* _Brief_
Copy the rows starting at the line that contains "For the benchmark, mark every instance of the shrub" and ending after the line that contains "Query: shrub". Replace "shrub" with "bush" and leave everything else unchanged.

________________________________________

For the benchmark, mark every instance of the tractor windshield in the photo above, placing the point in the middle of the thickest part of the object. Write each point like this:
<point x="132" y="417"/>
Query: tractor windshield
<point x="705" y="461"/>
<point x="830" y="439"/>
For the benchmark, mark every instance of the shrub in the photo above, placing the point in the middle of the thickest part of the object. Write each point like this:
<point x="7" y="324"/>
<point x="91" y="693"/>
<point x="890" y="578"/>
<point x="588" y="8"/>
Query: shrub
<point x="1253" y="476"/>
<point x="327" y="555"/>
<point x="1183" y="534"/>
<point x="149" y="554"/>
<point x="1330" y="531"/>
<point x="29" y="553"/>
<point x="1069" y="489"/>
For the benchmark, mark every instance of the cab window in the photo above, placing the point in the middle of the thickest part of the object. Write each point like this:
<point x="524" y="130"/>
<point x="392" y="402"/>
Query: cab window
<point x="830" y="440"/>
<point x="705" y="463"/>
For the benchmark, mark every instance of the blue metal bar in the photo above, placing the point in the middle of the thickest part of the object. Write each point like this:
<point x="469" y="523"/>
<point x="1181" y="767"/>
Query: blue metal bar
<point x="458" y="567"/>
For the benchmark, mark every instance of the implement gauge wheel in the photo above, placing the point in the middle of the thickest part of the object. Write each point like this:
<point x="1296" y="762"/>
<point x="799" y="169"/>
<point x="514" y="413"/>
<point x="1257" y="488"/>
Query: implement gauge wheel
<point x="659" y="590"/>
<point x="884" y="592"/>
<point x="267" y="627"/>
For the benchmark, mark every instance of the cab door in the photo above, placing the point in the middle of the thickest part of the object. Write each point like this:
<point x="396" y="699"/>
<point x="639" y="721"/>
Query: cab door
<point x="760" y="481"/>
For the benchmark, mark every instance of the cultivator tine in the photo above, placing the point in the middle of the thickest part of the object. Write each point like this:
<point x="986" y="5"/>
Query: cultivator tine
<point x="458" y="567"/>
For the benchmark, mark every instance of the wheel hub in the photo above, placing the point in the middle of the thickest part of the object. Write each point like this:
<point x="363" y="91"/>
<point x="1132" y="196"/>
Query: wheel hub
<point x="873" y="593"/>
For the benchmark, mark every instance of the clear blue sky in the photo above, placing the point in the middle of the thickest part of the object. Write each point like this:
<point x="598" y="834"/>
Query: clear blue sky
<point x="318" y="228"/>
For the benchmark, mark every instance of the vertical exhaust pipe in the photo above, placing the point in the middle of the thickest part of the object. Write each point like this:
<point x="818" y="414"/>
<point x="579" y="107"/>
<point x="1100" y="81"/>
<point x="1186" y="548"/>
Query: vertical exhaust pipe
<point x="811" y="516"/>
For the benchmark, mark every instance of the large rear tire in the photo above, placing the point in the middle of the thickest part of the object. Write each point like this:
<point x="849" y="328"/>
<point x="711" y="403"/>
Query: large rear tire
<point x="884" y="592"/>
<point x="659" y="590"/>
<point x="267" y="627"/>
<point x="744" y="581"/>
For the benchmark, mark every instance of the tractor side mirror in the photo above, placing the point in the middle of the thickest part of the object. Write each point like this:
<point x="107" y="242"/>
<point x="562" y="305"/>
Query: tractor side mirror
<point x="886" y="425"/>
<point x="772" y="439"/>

________________________________________

* _Answer to the problem_
For the benchmark, mark every instance of the bush in the photo above, placing the point in the middle of the thickest part of the object. Write each point like this:
<point x="7" y="324"/>
<point x="91" y="693"/>
<point x="890" y="578"/>
<point x="588" y="8"/>
Query: bush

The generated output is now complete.